Update every item below by changing "player-tracking calibration" to "camera calibration" and keeping everything else the same. Omit the pictures from your answer.

++++ Records shown

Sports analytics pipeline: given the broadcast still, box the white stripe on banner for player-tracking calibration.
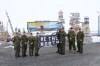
[40,35,59,47]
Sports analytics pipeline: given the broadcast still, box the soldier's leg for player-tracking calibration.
[57,43,60,53]
[35,45,39,56]
[22,45,25,57]
[73,41,76,53]
[62,40,65,55]
[32,45,34,56]
[80,41,83,53]
[62,44,65,55]
[77,41,80,52]
[69,41,72,52]
[14,47,17,57]
[18,46,20,57]
[24,45,27,56]
[29,45,31,56]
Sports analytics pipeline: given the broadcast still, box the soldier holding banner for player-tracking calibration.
[68,28,76,53]
[21,32,28,57]
[12,33,21,58]
[28,33,35,56]
[34,32,39,56]
[60,28,67,55]
[77,29,84,54]
[56,29,61,53]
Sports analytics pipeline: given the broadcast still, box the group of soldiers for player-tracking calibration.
[56,27,84,55]
[12,32,39,58]
[12,28,84,58]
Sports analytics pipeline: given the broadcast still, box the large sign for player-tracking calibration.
[27,21,62,31]
[39,35,59,47]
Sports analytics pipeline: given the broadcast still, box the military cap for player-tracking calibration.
[30,33,32,35]
[70,27,73,29]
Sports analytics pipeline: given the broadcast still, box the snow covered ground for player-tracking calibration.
[92,36,100,43]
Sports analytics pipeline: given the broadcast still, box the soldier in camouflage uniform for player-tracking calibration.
[77,29,84,54]
[34,32,39,56]
[21,32,28,57]
[56,29,61,53]
[12,33,21,58]
[60,28,67,55]
[28,33,35,56]
[67,28,76,53]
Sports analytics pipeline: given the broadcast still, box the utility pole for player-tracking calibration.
[6,11,14,34]
[97,11,100,35]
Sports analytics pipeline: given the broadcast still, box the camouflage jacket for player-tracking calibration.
[77,31,84,41]
[21,35,28,44]
[28,36,35,44]
[67,31,76,40]
[60,31,67,42]
[12,36,21,46]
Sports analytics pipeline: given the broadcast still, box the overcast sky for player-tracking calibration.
[0,0,100,31]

++++++++

**Task result**
Sports analytics pipeline: given the broadcast still, box the white stripe on banner for camera calibration.
[40,35,59,47]
Sports analytics pipeline: given the broadcast still, box the soldier's leg for camera calibration.
[57,43,60,53]
[35,45,39,56]
[22,45,25,57]
[73,41,76,53]
[62,40,65,55]
[32,45,34,56]
[80,41,83,53]
[62,44,65,55]
[77,41,80,52]
[69,41,72,52]
[14,47,17,57]
[18,46,20,57]
[24,45,27,56]
[29,45,31,56]
Sports analytics pipeline: given the broadcast still, box the soldier holding banner for camera calibration.
[68,28,76,53]
[21,32,28,57]
[12,33,21,58]
[28,33,35,56]
[34,32,39,56]
[60,28,67,55]
[77,29,84,54]
[56,29,61,53]
Sports analytics pipeline: given the broadcast still, box the group of soldiers for camera calibration.
[56,27,84,55]
[12,32,39,58]
[12,28,84,58]
Sports analytics pipeline: given the broadcast still, box the large sign for camera calibration.
[27,21,62,31]
[39,35,59,47]
Sports analytics pipeline: given the broadcast still, box the military cap for camera calibration.
[30,33,32,35]
[70,27,73,29]
Sports analytics pipeline: given the broadcast still, box the snow covered ground for camera calibration.
[92,36,100,43]
Sports analytics pipeline: given the broadcast still, box the soldier in camouflage uniform for camera calibration.
[77,29,84,54]
[34,32,39,56]
[21,32,28,57]
[56,29,61,53]
[12,33,21,58]
[60,28,67,55]
[28,33,35,56]
[67,28,76,53]
Sports analytics pipeline: given the broadcast still, box the utility pole for camera calibration.
[6,11,14,34]
[97,11,100,35]
Sports analytics pipeline: given the broadcast still, box the camouflage jacket for camera calibration.
[77,31,84,41]
[21,35,28,44]
[28,36,35,44]
[67,31,76,40]
[60,31,67,42]
[12,36,21,46]
Sports analytics pipeline: given the broadcast still, box the overcast sky for camera calibration.
[0,0,100,31]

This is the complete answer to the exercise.